PROBLEM 1: In three sentences, what does the passage on God's holiness say?

DOCUMENT TEXT:
▼▼▼

Exodus 19:23: “Moses said to the Lord, “The people cannot come up Mount Sinai, because you yourself warned us, ‘Put limits around the mountain and set it apart as holy.’”
“"Who shall not fear thee, O Lord, and glorify Thy name? for thou only art holy" (Rev. 15:4). He only is independently, infinitely, immutably holy. In Scripture, He is frequently styled "The Holy One." He is so because the sum of all moral excellency is found in Him. He is absolute purity, unsullied even by the shadow of sin. "God is light, and in him is no darkness at all" (1 John 1:5). Holiness is the very excellency of the divine nature; the great God is "glorious in holiness" (Ex. 15:11). Therefore we read, "Thou art of purer eyes than to behold evil, and canst not look on iniquity" (Hab. 1:13). As God’s power is the opposite of the native weakness of the creature, as His wisdom is in complete contrast from the least defect of understanding or folly, so His holiness is the very antithesis of all moral blemish or defilement.”
- A.W. Pink
“Every aspect of the vision provides encouragement for coming boldly into the presence of God (cf. 4:16). The atmosphere at Mount Zion is festive. The frightening visual imagery of blazing fire, darkness, and gloom fades before the reality of the city of the living God, heavenly Jerusalem. The cacophony of whirlwind, trumpet blast, and a sound of words is muted and replaced by the joyful praise of angels in a festal gathering. The trembling congregation of Israel, gathered solemnly at the base of the mountain, is superseded by the assembly of those whose names are permanently inscribed in the heavenly archives. An overwhelming impression of the unapproachability of God is eclipsed in the experience of full access to the presence of God and of Jesus, the mediator of the new covenant.”

▲▲▲

RECORDED INFORMATION:

▼▼▼

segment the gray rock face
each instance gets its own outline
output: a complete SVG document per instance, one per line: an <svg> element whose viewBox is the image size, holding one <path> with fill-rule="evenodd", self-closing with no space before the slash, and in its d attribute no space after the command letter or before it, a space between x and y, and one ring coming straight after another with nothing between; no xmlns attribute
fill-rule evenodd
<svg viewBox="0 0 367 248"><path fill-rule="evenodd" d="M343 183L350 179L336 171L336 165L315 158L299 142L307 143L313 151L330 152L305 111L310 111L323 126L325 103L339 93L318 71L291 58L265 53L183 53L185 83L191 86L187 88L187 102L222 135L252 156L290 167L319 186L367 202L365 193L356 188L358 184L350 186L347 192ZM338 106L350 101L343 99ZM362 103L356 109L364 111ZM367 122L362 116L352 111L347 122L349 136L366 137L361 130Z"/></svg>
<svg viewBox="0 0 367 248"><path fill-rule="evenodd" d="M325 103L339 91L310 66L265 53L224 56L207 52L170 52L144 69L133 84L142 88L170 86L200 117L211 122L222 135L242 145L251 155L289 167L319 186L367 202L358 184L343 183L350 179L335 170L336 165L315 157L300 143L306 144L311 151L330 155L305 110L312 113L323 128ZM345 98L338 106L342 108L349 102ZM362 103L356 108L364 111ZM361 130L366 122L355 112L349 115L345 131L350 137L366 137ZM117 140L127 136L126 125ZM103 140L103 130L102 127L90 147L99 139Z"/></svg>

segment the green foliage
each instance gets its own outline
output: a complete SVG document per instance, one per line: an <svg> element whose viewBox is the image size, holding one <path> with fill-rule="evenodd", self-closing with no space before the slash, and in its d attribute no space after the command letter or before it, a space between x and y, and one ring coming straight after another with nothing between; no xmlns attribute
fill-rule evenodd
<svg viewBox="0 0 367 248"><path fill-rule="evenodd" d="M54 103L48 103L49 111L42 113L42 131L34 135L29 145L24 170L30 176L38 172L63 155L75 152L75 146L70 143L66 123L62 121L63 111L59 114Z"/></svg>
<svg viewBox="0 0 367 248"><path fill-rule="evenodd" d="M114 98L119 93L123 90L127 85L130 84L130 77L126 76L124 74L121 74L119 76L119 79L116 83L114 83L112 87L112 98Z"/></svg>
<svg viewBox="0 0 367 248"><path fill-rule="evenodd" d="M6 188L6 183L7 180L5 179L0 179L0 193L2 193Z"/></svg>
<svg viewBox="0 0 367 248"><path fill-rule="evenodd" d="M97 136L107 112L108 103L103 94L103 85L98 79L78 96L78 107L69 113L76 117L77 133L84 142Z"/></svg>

▲▲▲

PROBLEM 2: Can you lay out the rows as a JSON list of strings, one string per line and blank lines left out, starting at the first line of the rows and stopping after the line that contains "103L339 91L310 66L265"?

WORKED SOLUTION 1: In Exodus 19:23, Moses tells the Lord that the people cannot come up Mount Sinai, because God warned them to put limits around the mountain and set it apart as holy. A quotation from A.W. Pink holds that God alone is independently, infinitely, and immutably holy, absolute purity with no darkness at all, so that His holiness is the very antithesis of all moral blemish or defilement. A final quotation describes a festive vision of the city of the living God, heavenly Jerusalem, where the blazing fire, gloom, and trembling congregation at the mountain give way to the joyful praise of angels and full access to the presence of God and of Jesus, the mediator of the new covenant.

WORKED SOLUTION 2:
[
  "segment the gray rock face",
  "each instance gets its own outline",
  "output: a complete SVG document per instance, one per line: an <svg> element whose viewBox is the image size, holding one <path> with fill-rule=\"evenodd\", self-closing with no space before the slash, and in its d attribute no space after the command letter or before it, a space between x and y, and one ring coming straight after another with nothing between; no xmlns attribute",
  "fill-rule evenodd",
  "<svg viewBox=\"0 0 367 248\"><path fill-rule=\"evenodd\" d=\"M343 183L350 179L336 171L336 165L315 158L299 142L307 143L313 151L330 152L305 111L310 111L323 126L325 103L339 93L318 71L291 58L265 53L183 53L185 83L191 86L187 88L187 102L222 135L252 156L290 167L319 186L367 202L365 193L356 188L358 184L350 186L347 192ZM338 106L350 101L343 99ZM362 103L356 109L364 111ZM367 122L362 116L352 111L347 122L349 136L366 137L361 130Z\"/></svg>",
  "<svg viewBox=\"0 0 367 248\"><path fill-rule=\"evenodd\" d=\"M325 103L339 91L310 66L265 53L224 56L207 52L170 52L144 69L133 84L142 88L170 86L200 117L211 122L222 135L242 145L251 155L289 167L319 186L367 202L358 184L343 183L350 179L335 170L336 165L315 157L300 143L306 144L311 151L330 155L305 110L312 113L323 128ZM345 98L338 106L342 108L349 102ZM362 103L356 108L364 111ZM361 130L366 122L355 112L349 115L345 131L350 137L366 137ZM117 140L127 136L126 125ZM103 140L103 130L102 127L90 147L99 139Z\"/></svg>"
]